Write out every line of the entries below again, including the requests, but scale each coordinate in the answers by 0.4 and round it to the nearest whole number, with halves going up. Leave the pictures out.

-- START OF Records shown --

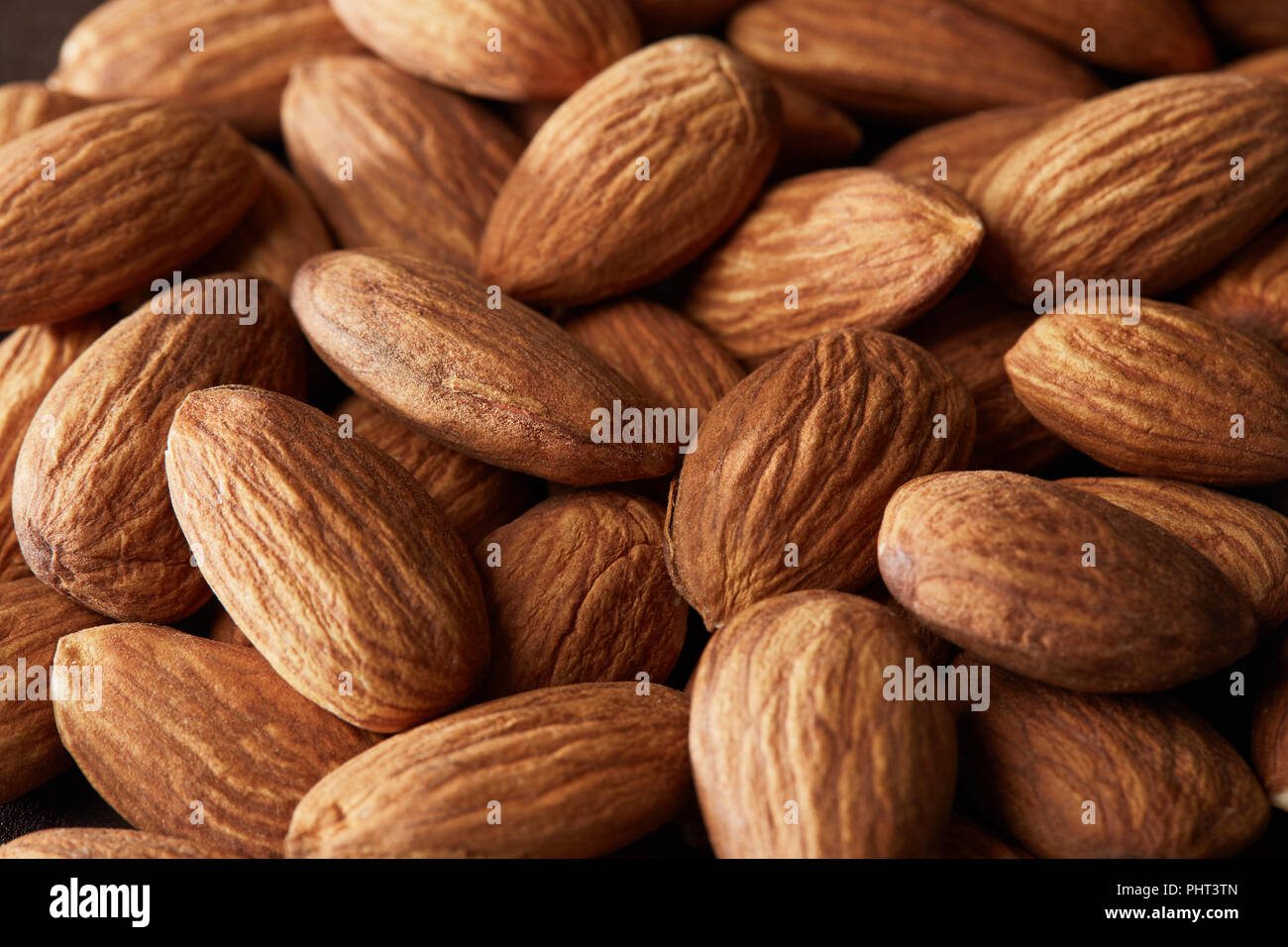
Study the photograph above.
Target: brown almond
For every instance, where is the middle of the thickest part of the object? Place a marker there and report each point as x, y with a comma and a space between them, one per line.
794, 467
1059, 585
565, 772
679, 137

-- END OF Records shown --

Result of the exercise:
Study the photograph above.
Target: brown almond
For every instance, where is the middle of the thickest part of the object? Place a marker there and report each point as x, y with a comma and a space between them, one per line.
318, 187
424, 234
226, 309
272, 55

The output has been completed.